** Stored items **

________________________

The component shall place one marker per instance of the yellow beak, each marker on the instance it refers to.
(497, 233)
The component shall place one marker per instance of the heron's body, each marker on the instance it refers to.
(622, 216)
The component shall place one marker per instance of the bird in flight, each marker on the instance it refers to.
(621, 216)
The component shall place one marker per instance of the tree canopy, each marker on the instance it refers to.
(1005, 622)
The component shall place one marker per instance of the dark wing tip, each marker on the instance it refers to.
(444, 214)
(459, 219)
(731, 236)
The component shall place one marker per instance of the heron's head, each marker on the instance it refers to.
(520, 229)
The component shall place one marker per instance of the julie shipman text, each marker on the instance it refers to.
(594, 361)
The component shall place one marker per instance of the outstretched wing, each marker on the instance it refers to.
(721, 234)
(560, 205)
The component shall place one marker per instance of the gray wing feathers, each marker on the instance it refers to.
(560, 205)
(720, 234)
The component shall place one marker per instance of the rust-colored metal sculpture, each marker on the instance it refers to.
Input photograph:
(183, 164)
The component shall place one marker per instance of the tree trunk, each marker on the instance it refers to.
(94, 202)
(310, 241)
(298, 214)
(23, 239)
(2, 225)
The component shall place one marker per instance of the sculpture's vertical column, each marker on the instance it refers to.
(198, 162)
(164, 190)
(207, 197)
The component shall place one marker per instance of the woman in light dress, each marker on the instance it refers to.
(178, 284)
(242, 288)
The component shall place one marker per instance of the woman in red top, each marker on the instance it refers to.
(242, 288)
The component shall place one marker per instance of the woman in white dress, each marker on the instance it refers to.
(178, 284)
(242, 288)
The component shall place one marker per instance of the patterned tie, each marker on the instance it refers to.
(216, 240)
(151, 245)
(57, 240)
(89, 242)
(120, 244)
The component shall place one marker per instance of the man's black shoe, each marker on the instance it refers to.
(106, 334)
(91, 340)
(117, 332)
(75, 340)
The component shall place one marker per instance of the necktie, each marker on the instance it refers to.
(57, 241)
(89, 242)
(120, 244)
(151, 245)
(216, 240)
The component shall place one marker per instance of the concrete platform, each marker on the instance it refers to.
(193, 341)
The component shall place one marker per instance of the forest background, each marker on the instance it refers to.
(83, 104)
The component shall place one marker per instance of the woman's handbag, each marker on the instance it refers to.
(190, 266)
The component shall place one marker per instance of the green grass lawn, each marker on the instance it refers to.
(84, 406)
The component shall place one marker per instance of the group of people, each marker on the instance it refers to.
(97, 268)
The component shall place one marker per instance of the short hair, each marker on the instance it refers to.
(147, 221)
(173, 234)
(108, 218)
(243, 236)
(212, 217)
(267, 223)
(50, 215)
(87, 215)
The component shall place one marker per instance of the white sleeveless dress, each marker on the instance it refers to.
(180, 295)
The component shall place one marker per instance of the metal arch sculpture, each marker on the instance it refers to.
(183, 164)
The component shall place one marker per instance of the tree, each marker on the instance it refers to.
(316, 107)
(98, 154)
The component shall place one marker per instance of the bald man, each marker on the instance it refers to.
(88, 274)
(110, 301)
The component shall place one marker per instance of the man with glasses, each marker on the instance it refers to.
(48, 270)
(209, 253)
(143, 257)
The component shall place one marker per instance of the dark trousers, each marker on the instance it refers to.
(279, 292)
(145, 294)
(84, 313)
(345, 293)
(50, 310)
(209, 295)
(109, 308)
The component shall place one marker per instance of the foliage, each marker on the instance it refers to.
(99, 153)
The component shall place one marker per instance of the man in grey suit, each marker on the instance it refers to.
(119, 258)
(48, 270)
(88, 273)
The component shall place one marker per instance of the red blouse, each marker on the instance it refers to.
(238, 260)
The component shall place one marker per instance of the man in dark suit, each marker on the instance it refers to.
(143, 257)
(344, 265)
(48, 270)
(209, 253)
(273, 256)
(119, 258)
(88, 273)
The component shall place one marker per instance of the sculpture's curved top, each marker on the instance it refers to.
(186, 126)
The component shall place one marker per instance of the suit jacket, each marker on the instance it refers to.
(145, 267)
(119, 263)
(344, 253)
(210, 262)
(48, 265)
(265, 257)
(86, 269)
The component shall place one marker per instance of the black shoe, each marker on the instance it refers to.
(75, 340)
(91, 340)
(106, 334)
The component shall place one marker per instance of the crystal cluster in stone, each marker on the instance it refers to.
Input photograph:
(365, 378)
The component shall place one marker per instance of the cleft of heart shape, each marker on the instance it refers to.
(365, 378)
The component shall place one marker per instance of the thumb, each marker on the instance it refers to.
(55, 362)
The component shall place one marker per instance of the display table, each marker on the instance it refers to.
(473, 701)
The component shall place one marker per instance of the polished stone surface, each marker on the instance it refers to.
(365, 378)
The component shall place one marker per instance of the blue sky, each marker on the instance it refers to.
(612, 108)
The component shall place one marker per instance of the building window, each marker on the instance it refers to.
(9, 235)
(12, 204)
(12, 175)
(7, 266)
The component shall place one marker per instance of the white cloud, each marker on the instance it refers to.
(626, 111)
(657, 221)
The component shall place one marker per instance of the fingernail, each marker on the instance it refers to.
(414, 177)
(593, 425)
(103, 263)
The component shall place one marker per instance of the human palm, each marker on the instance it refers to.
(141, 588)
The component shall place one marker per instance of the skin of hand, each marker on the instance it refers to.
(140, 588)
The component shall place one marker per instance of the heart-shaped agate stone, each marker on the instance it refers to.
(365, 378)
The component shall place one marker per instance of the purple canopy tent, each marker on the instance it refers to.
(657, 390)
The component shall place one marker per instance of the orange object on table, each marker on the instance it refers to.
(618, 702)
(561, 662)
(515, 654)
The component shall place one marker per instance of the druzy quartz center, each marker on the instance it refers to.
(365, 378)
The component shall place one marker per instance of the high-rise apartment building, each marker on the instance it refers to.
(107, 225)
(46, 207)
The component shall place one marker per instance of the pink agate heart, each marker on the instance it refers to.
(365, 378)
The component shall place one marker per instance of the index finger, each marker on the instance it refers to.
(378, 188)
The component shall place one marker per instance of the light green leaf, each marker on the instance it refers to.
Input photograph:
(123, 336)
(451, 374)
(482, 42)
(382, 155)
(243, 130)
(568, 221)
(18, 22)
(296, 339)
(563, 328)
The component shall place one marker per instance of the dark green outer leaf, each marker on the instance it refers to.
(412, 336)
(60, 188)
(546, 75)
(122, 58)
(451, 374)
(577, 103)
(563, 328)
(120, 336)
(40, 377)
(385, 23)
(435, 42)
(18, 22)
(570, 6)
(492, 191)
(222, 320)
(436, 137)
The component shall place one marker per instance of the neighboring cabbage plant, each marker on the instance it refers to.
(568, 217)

________________________

Nothing but the lines from the one with "The component shall place one marker per instance of the orange" through the end of the data above should be repeated, each exactly as it stands.

** TASK SOLUTION **
The component shall place one marker per instance of the orange object on table, each marker on the instance it refers to.
(618, 702)
(561, 662)
(515, 654)
The component shall place one marker per instance of the druzy quartz center, each marker on the instance it refers to.
(365, 378)
The component shall place one marker per instance of the high-rise apartment building, each marker on the instance it refers to.
(107, 225)
(46, 207)
The component shall place one marker per instance of the pink agate heart, each marker on the instance it refers to.
(365, 378)
The component shall place one marker per instance of the index finger, each marker on the instance it refers to.
(378, 188)
The component shall place one marker per instance of the light green leaf, each marker on the instance it refers to.
Input photograph:
(123, 336)
(451, 374)
(482, 42)
(382, 155)
(243, 130)
(568, 221)
(18, 22)
(296, 339)
(563, 328)
The component shall place one marker per instance of the dark green outer leaf, each marker on the instance it refers to.
(412, 336)
(60, 188)
(546, 75)
(122, 58)
(451, 374)
(577, 103)
(563, 328)
(120, 336)
(40, 377)
(385, 23)
(435, 42)
(18, 22)
(570, 6)
(492, 191)
(222, 320)
(436, 137)
The component shall place one marker per instance of the neighboring cabbage plant, each marker on the instance it refers to.
(568, 217)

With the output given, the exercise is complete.